EXERCISE TEXT –
---+---

Con Ed workers had been doing a job in an underground vault when fire broke out, damaging electrical cables and cutting off the power supply to the hospital. Generators kicked in immediately and the emergency room as well as emergency equipment, such as ventilators, switched to generator power. But in other areas of the hospital's main building, the power was out.
As Associate Executive Director for Facilities Management, Giovinazzo oversees engineering, maintenance, and fire safety. He's one of the behind-the-scenes hospital leaders who help keep patients and staff safe and all systems on despite power outages and other emergencies. For the next 21 hours, until temporary repairs were in place and electricity was restored, he helped monitor Con Edison's progress and kept the emergency power as well as the information flowing.
"There were no adverse patient outcomes and no injuries to patients or staff," Giovinazzo said with pride when it was all over.
Three surgeries in progress at the time of the power interruption were completed without incident, and five patients scheduled for elective surgery were rescheduled. When the power failed all non-essential surgeries and procedures were canceled. EMS ambulances were diverted to other hospitals, though the ER continued to treat walk-in patients. Metropolitan Hospital has three buildings, and ambulatory care clinics and inpatient and outpatient behavioral health treatment continued uninterrupted. During the outage, a healthy baby was born.

---+---

ENTRIES SUPPLIED –

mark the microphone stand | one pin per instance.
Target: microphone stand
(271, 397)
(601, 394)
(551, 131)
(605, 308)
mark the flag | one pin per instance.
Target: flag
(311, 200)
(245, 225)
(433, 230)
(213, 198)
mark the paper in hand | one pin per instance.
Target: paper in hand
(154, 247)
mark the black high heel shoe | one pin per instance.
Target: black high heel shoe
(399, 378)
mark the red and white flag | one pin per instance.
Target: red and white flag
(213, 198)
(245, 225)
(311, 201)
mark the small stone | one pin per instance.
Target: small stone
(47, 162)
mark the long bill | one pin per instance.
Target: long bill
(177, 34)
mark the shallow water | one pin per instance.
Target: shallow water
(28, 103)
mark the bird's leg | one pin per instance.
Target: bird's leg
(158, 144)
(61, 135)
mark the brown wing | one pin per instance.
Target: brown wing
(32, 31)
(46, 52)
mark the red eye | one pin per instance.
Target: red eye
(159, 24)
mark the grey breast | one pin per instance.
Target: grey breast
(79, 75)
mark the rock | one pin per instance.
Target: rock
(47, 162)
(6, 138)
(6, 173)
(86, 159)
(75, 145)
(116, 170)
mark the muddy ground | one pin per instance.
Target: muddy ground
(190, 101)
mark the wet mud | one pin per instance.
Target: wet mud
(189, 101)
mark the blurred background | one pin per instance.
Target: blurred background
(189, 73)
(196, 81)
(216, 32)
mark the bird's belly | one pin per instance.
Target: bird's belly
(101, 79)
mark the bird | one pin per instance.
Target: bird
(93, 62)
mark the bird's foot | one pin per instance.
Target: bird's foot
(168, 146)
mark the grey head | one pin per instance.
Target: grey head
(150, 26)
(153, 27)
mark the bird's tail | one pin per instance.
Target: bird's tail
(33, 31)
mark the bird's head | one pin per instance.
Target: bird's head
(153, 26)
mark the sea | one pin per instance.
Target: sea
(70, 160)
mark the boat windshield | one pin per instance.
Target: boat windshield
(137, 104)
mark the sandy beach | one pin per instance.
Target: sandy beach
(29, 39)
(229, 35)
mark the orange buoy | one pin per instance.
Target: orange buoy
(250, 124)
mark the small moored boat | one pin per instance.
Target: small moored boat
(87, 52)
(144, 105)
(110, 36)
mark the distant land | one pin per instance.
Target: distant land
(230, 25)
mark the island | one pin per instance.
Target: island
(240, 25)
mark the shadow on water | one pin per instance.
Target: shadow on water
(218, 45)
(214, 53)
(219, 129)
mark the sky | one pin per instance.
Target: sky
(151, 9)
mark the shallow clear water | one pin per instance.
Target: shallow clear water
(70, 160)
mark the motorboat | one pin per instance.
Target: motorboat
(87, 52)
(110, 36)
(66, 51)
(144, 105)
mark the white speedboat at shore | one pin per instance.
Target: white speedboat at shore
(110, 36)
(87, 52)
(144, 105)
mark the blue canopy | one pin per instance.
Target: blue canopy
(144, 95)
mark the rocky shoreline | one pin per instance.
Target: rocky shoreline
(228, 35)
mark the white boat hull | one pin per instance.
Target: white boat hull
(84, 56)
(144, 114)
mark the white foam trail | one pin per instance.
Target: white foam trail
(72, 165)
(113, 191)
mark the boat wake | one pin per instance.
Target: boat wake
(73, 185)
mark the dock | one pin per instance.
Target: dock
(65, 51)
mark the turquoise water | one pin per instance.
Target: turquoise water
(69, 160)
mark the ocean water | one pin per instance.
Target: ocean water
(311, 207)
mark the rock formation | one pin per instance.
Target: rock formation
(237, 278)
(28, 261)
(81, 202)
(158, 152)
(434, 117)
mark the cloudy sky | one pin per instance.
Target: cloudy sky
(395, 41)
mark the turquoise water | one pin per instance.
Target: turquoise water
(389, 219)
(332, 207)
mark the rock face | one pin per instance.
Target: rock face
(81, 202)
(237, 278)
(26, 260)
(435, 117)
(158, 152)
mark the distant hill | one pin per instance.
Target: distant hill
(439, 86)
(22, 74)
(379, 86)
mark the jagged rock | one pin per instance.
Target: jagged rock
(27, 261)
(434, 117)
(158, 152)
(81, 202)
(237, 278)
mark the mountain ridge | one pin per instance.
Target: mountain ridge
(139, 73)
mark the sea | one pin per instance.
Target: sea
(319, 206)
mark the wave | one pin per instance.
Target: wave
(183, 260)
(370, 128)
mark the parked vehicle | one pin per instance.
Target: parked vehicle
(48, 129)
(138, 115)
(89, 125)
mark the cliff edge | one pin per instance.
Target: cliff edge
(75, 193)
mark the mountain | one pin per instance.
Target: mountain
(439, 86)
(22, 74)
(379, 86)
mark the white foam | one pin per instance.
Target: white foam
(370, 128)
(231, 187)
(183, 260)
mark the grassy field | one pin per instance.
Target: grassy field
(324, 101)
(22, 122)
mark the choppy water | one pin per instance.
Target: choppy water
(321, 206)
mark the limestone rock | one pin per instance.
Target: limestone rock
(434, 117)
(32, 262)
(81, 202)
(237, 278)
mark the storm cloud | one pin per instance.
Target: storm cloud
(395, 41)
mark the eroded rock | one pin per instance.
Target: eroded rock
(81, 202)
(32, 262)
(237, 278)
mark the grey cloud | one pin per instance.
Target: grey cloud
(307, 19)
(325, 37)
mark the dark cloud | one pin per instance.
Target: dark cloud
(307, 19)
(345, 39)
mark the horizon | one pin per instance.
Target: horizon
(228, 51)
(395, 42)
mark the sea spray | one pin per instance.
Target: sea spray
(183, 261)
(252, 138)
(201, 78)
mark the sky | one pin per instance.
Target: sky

---+---

REQUIREMENT 1 –
Answer these about the hospital power outage text, one line each:
(a) Where were Con Ed workers doing a job when the fire broke out?
(b) How many hours passed before electricity was restored?
(c) How many patients scheduled for elective surgery were rescheduled?
REQUIREMENT 2 – Add what comes next in the hospital power outage text, picking up after its last sentence.

TASK ANSWER 1 –
(a) In an underground vault
(b) 21 hours
(c) Five

TASK ANSWER 2 –
The leadership and staff of Metropolitan, which does drills at least twice a year to prepare for crises like this, went into emergency mode, setting up a Command Center in a first floor conference room, with the Fire Department Command Center in the conference room next door.
Through it all Giovinazzo was calm, employed his extensive experience and knowledge of the facility, showed a sense of humor, and most importantly, kept leadership, staff and patients informed at all times about what was happening, said Meryl Weinberg, Executive Director of Metropolitan.
"The ability to handle the crisis calmly was essential," Weinberg said. “He's like a parent who lets you know he has everything under control. And he gives you the honest facts. He doesn't candy-coat anything."
Giovinazzo knows Metropolitan Hospital and HHC well because he started out as an electrician in the central office shops in May 1985 and has been at Metropolitan since January 1996. “His understanding of the facility and how it ticks is priceless," Weinberg said.
He is also a Life Safety Code Specialist for the Joint Commission, inspecting facilities outside HHC, and has conducted inspections in places including California, Florida and Puerto Rico.
His good humor and understanding came through as he discussed why it was important to keep patients, staff and hospital leadership up to date with the latest information at all times.
“Lack of information makes people panic the most. Keeping them in the dark like a mushroom doesn't help," he said. “When you're the one working on something, an hour feels like minutes. When you're the one sitting around waiting on something, minutes feel like hours.”